##### Extracted records #####

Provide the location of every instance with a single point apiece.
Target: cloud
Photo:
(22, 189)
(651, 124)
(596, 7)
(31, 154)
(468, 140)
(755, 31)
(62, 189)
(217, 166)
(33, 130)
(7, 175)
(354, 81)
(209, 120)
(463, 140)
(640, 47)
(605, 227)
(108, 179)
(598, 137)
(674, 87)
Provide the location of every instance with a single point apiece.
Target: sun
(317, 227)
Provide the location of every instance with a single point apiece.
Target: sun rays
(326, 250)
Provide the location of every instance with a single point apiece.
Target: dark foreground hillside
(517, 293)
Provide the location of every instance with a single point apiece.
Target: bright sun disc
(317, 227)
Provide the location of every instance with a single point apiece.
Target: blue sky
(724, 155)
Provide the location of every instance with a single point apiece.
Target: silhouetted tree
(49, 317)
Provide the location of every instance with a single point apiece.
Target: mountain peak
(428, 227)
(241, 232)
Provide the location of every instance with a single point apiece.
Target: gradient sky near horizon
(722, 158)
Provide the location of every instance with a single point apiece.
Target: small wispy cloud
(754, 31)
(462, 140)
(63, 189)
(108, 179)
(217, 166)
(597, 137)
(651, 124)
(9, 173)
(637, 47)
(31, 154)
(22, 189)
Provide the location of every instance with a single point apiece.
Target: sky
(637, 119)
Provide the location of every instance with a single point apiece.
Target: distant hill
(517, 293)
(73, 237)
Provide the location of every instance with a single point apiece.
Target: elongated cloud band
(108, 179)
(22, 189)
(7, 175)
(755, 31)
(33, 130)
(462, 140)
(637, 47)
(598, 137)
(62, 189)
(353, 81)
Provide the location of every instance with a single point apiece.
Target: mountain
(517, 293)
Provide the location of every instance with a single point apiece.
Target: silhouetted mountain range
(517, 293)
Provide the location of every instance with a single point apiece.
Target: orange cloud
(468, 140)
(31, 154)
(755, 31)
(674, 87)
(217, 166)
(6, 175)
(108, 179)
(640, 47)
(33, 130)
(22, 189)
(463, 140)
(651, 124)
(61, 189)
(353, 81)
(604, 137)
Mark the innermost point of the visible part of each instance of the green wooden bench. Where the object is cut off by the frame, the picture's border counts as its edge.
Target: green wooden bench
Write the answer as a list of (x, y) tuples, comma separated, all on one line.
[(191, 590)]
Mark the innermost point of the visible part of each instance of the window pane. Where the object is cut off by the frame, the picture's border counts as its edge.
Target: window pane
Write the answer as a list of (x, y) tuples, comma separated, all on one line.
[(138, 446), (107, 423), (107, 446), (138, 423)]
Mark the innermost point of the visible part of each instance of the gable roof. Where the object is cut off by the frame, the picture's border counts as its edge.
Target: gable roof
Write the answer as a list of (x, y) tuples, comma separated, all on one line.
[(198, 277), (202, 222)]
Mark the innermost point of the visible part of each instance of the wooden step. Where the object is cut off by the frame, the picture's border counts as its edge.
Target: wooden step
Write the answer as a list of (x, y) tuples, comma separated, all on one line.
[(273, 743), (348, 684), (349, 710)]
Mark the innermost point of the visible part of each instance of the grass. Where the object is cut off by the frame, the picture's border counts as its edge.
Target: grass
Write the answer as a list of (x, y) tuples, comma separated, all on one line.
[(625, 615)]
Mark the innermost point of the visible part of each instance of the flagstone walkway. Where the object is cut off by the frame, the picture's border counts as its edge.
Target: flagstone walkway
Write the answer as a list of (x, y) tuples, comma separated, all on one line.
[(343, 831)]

#####

■ Exercise description:
The entries above must be returned exactly.

■ Final answer:
Provide the location of every instance with a single point apiece.
Target: cloud
Photo:
(22, 189)
(651, 124)
(596, 7)
(31, 154)
(468, 140)
(755, 31)
(62, 189)
(217, 166)
(33, 130)
(7, 175)
(354, 81)
(209, 120)
(463, 140)
(640, 47)
(605, 227)
(108, 179)
(598, 137)
(674, 87)
Provide the location of every instance with a single point apiece.
Target: sun
(317, 227)
Provide the location of every instance with a single point apiece.
Target: sun rays
(326, 250)
Provide the location of every instance with a single point apiece.
Target: dark foreground hillside
(517, 293)
Provide the location of every instance with a single point apiece.
Target: bright sun disc
(317, 227)
Provide the location of every instance with a single point apiece.
Target: blue sky
(724, 155)
Provide the location of every instance with a single point apiece.
Target: silhouetted tree
(49, 317)
Provide the location of every instance with a single point apiece.
Target: mountain peak
(428, 227)
(241, 232)
Provide the location of every instance with a single point apiece.
Target: gradient sky near horizon
(722, 158)
Provide the location of every instance with a single point apiece.
Target: small wispy cloud
(754, 31)
(462, 140)
(63, 189)
(108, 179)
(217, 166)
(597, 137)
(651, 124)
(9, 173)
(637, 47)
(31, 154)
(22, 189)
Provide the location of every instance with a single point apiece.
Target: sky
(637, 119)
Provide the location of every instance with a single point apiece.
Target: distant hill
(517, 293)
(73, 237)
Provide the location of every instance with a single point apiece.
Target: elongated cloud band
(108, 179)
(22, 189)
(7, 175)
(755, 31)
(33, 130)
(462, 140)
(637, 47)
(598, 137)
(62, 189)
(353, 81)
Provide the location of every instance with a single point apiece.
Target: mountain
(517, 293)
Provide the location of every instance with a single point apiece.
Target: silhouetted mountain range
(517, 293)
Provide the location of every instance with a single point apiece.
Target: orange cloud
(468, 140)
(31, 154)
(755, 31)
(674, 87)
(217, 166)
(6, 175)
(108, 179)
(640, 47)
(33, 130)
(22, 189)
(463, 140)
(651, 124)
(61, 189)
(353, 81)
(604, 137)
Mark the innermost point of the visible part of each instance of the green wooden bench. Where the object is cut off by the frame, the picture's border counts as its edge.
Target: green wooden bench
Write the answer as a list of (x, y) tuples, comma separated, all on one line.
[(191, 590)]
Mark the innermost point of the visible part of each instance of the window pane. Where the object is cut off by the frame, the picture's border counts as its edge.
Target: window pane
Write the answer as a list of (x, y) tuples, comma separated, all on one line.
[(138, 446), (107, 423), (107, 446), (138, 423)]
Mark the innermost point of the visible part of each instance of the gable roof. Where the object is cut off by the frame, the picture's border counts as its edge.
Target: gable roof
Write the answer as a list of (x, y) tuples, comma separated, all on one line.
[(198, 277), (202, 222)]
Mark the innermost point of the visible part of each instance of the wooden step. Where the object is cut off by the frame, the picture's border counts as its edge.
Target: wooden step
Write the answer as a list of (x, y) tuples, comma separated, all on one line.
[(273, 743), (348, 684), (349, 710)]
Mark the innermost point of the visible part of each instance of the grass. Where the object is cut off by the frame, the picture's border counts as its edge.
Target: grass
Write the answer as a list of (x, y) tuples, comma separated, all on one line.
[(625, 615)]
Mark the innermost point of the visible part of each instance of the flagstone walkway. Where the object is cut off by the frame, the picture's border counts as its edge.
Target: flagstone walkway
Write the answer as a list of (x, y) tuples, comma separated, all on one line.
[(343, 831)]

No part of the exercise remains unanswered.